[Supplied records]

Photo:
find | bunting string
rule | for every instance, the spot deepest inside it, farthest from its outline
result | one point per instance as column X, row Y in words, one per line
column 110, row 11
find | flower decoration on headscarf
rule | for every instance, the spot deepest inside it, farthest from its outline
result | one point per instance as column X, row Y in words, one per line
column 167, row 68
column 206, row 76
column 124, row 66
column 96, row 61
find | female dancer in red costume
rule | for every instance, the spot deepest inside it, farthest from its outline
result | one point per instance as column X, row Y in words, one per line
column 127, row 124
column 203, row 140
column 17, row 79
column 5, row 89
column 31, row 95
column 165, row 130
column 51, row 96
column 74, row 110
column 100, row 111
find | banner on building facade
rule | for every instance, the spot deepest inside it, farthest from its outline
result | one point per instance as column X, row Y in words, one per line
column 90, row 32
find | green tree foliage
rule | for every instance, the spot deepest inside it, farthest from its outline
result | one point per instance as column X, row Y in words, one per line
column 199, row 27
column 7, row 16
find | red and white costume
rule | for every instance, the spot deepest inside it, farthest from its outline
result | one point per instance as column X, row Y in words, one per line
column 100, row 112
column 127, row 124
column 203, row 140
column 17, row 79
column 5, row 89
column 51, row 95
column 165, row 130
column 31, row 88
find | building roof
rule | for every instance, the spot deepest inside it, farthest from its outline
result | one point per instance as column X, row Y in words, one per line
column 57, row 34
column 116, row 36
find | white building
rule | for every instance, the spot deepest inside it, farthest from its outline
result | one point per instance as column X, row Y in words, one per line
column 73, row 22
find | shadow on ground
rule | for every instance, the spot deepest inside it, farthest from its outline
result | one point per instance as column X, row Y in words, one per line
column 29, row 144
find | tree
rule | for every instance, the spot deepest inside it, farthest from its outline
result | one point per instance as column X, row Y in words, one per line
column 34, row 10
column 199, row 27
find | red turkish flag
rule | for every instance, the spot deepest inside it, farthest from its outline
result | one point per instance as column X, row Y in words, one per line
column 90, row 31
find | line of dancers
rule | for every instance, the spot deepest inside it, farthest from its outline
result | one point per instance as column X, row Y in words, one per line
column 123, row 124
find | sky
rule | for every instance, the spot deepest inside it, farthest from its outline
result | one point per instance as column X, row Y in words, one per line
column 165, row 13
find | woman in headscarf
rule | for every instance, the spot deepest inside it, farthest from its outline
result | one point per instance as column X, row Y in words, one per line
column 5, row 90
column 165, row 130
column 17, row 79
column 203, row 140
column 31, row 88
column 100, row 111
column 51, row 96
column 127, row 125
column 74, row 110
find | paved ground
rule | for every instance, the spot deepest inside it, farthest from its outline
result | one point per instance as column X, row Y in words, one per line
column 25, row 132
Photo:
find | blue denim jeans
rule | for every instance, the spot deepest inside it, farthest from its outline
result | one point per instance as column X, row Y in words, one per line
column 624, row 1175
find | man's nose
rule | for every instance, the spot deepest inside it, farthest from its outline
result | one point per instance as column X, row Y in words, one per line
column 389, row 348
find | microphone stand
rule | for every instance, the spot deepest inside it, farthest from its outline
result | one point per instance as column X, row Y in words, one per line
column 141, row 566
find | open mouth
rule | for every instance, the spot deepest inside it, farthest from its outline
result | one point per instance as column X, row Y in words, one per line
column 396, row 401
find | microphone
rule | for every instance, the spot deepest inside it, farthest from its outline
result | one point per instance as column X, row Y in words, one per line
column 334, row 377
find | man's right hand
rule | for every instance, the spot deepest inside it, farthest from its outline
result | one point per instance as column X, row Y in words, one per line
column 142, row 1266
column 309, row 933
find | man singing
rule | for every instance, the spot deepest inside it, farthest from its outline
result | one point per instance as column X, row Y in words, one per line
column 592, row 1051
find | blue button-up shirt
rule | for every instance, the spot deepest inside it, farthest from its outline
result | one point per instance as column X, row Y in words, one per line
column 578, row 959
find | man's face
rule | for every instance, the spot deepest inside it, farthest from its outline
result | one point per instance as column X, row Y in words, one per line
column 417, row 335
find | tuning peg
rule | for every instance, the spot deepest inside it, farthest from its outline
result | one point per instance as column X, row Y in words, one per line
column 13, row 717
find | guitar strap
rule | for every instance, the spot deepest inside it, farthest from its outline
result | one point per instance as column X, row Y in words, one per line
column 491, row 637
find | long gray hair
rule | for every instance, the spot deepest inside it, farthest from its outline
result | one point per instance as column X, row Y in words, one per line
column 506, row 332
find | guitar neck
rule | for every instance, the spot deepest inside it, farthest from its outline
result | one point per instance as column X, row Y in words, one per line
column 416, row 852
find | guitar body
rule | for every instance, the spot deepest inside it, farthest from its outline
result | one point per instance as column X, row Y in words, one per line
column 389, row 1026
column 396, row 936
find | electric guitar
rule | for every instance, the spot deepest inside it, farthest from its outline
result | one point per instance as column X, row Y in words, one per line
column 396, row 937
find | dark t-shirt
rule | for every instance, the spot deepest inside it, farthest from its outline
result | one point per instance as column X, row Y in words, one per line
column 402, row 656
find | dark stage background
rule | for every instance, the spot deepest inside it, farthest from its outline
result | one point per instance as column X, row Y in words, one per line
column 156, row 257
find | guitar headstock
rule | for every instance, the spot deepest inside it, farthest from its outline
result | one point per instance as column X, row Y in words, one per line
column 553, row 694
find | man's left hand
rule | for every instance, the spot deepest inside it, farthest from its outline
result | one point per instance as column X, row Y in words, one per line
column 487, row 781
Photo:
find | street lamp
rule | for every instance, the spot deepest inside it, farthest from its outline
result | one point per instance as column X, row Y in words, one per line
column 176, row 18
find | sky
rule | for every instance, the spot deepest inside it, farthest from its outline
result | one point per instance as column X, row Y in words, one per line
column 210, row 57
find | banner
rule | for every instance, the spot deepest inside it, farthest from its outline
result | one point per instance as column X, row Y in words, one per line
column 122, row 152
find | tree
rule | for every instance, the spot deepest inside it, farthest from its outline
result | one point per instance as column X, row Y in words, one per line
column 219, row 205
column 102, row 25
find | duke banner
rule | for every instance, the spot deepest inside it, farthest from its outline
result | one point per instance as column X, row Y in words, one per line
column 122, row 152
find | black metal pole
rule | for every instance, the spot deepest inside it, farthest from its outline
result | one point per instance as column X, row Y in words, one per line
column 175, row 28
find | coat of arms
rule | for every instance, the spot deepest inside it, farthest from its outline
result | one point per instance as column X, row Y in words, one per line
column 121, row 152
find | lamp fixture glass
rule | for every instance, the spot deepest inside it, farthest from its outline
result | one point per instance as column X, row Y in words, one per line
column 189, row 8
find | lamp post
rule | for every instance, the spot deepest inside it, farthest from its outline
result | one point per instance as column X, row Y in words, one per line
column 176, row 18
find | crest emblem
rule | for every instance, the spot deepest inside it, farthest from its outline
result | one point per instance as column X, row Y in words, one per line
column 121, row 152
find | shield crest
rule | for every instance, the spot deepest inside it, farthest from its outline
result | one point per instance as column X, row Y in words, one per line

[/Supplied records]

- **Exercise directions**: All of the data above must be repeated exactly.

- **Answer space**:
Photo:
find | bunting string
rule | for every instance, the spot deepest inside it, farthest from its outline
result | one point per instance as column X, row Y in words, one per line
column 110, row 11
find | flower decoration on headscarf
rule | for every instance, the spot deepest inside it, farthest from its outline
result | one point per instance as column X, row Y in words, one per line
column 167, row 68
column 206, row 76
column 124, row 66
column 96, row 61
find | female dancer in red costume
rule | for every instance, the spot deepest inside it, farthest from its outline
result | one point per instance as column X, row Y in words, one per line
column 127, row 124
column 203, row 140
column 17, row 79
column 5, row 89
column 31, row 95
column 165, row 130
column 51, row 96
column 74, row 110
column 100, row 111
find | banner on building facade
rule | for every instance, the spot deepest inside it, farthest from its outline
result | one point per instance as column X, row Y in words, one per line
column 90, row 32
find | green tree foliage
rule | for every instance, the spot deepest inside it, farthest from its outline
result | one point per instance as column X, row Y in words, one per line
column 199, row 27
column 7, row 16
find | red and white costume
rule | for every instance, the spot deepest inside it, farthest from its outline
result | one point per instance as column X, row Y in words, one per line
column 100, row 112
column 127, row 124
column 203, row 140
column 17, row 79
column 5, row 89
column 51, row 95
column 165, row 130
column 31, row 88
find | building roof
rule | for every instance, the spot deepest inside it, farthest from its outline
result | one point per instance as column X, row Y in words, one per line
column 57, row 34
column 116, row 36
find | white building
rule | for every instance, the spot deepest inside it, farthest from its outline
result | one point per instance as column X, row Y in words, one per line
column 73, row 22
find | shadow on ground
rule | for every instance, the spot deepest inside it, farthest from its outline
result | one point per instance as column X, row Y in words, one per line
column 29, row 144
find | tree
rule | for every instance, the spot deepest inside it, farthest from its outline
result | one point per instance as column X, row Y in words, one per line
column 34, row 10
column 199, row 27
find | red turkish flag
rule | for every instance, the spot deepest inside it, farthest from its outline
result | one point per instance as column X, row Y in words, one per line
column 90, row 31
find | line of dancers
rule | for every instance, the spot deepest inside it, farthest from its outline
result | one point per instance as column X, row Y in words, one per line
column 123, row 124
find | sky
rule | for every instance, the spot deepest inside it, farthest from its outline
result | one point per instance as column X, row Y in words, one per line
column 165, row 13
find | woman in headscarf
rule | for every instance, the spot deepest inside it, farthest from its outline
result | one point per instance as column X, row Y in words, one per line
column 5, row 90
column 165, row 130
column 17, row 79
column 203, row 140
column 31, row 88
column 100, row 111
column 51, row 96
column 127, row 125
column 74, row 110
find | paved ground
rule | for every instance, the spot deepest inside it, farthest from its outline
result | one point per instance as column X, row Y in words, one per line
column 25, row 132
Photo:
find | blue denim jeans
rule | for every instance, the spot deepest inside it, farthest from its outline
result | one point per instance as column X, row Y in words, one per line
column 624, row 1175
find | man's nose
rule | for every instance, the spot deepest inside it, farthest from its outline
result | one point per instance as column X, row Y in words, one per line
column 389, row 348
find | microphone stand
rule | for every instance, the spot deepest inside it, farthest from its outline
result | one point per instance as column X, row Y in words, one per line
column 141, row 566
find | open mouth
rule | for every instance, the spot deepest inside it, farthest from its outline
result | one point per instance as column X, row Y in words, one per line
column 396, row 401
find | microphone
rule | for every instance, the spot deepest inside it, farthest from its outline
result | one point per instance as column X, row Y in words, one per line
column 334, row 377
find | man's right hand
rule | for every instance, the spot deepest inside it, farthest from its outline
result | one point per instance as column X, row Y in words, one per line
column 142, row 1266
column 309, row 933
find | man singing
rule | for every instance, the spot deepest inside it, farthest from its outline
result | one point per instance as column X, row Y in words, one per line
column 592, row 1051
find | blue button-up shirt
rule | for every instance, the spot deepest inside it, farthest from its outline
result | one point per instance as column X, row Y in words, one per line
column 578, row 959
find | man's face
rule | for every instance, the spot deepest inside it, farthest from its outline
result | one point per instance as column X, row Y in words, one per line
column 417, row 335
find | tuning peg
rule | for every instance, the spot deepest inside it, farthest from its outline
result | one point per instance as column X, row Y in words, one per line
column 13, row 717
find | guitar strap
rule | for every instance, the spot deepest inside it, farthest from its outline
result | one point per instance as column X, row Y in words, one per line
column 491, row 637
find | long gray hair
rule | for every instance, the spot deepest inside it, farthest from its outline
result | one point per instance as column X, row Y in words, one per line
column 506, row 332
find | guitar neck
rule | for every instance, the spot deepest inside it, farthest from its outline
result | one point per instance as column X, row Y in words, one per line
column 416, row 852
find | guitar body
rule | for every instance, the spot deepest inside it, farthest from its outline
result | one point per instance as column X, row Y in words, one per line
column 389, row 1026
column 396, row 936
find | electric guitar
rule | for every instance, the spot deepest inside it, farthest from its outline
result | one point per instance as column X, row Y in words, one per line
column 396, row 937
find | dark t-shirt
rule | for every instance, the spot deepest inside it, farthest from its outline
result | one point per instance as column X, row Y in words, one per line
column 402, row 656
find | dark stage background
rule | for every instance, the spot deepest inside it, farthest from its outline
result | one point per instance as column X, row Y in words, one per line
column 156, row 257
find | guitar headstock
rule | for every instance, the spot deepest inside it, farthest from its outline
result | one point per instance as column X, row Y in words, one per line
column 553, row 694
find | man's left hand
rule | for every instance, the spot deepest inside it, farthest from its outline
result | one point per instance as column X, row Y in words, one per line
column 487, row 781
Photo:
find | street lamp
rule | for every instance, the spot deepest inside it, farthest from its outline
result | one point per instance as column X, row Y in words, one per line
column 176, row 18
find | sky
rule | for every instance, the spot deepest inside it, farthest from its outline
result | one point per instance as column X, row Y in words, one per line
column 210, row 57
find | banner
rule | for every instance, the spot deepest inside it, farthest from its outline
result | one point per instance as column X, row Y in words, one per line
column 122, row 152
find | tree
rule | for every instance, the spot deepest inside it, farthest from its outline
result | one point per instance as column X, row Y in words, one per line
column 219, row 205
column 102, row 25
find | duke banner
rule | for every instance, the spot deepest inside it, farthest from its outline
result | one point per instance as column X, row Y in words, one per line
column 122, row 152
find | black metal pole
rule | for every instance, the spot deepest inside it, farthest from its outline
result | one point per instance as column X, row Y in words, one per line
column 175, row 28
find | coat of arms
rule | for every instance, the spot deepest inside it, farthest from its outline
result | one point per instance as column X, row Y in words, one per line
column 121, row 152
find | lamp fixture glass
rule | for every instance, the spot deepest inside it, farthest from its outline
result | one point per instance as column X, row Y in words, one per line
column 189, row 8
find | lamp post
rule | for every instance, the spot deepest inside it, farthest from its outline
result | one point per instance as column X, row Y in words, one per line
column 176, row 18
find | crest emblem
rule | for every instance, the spot deepest inside it, farthest from its outline
result | one point per instance as column X, row Y in words, one per line
column 121, row 152
find | shield crest
rule | for every instance, the spot deepest inside it, farthest from its outline
result | one point per instance as column X, row Y in words, one per line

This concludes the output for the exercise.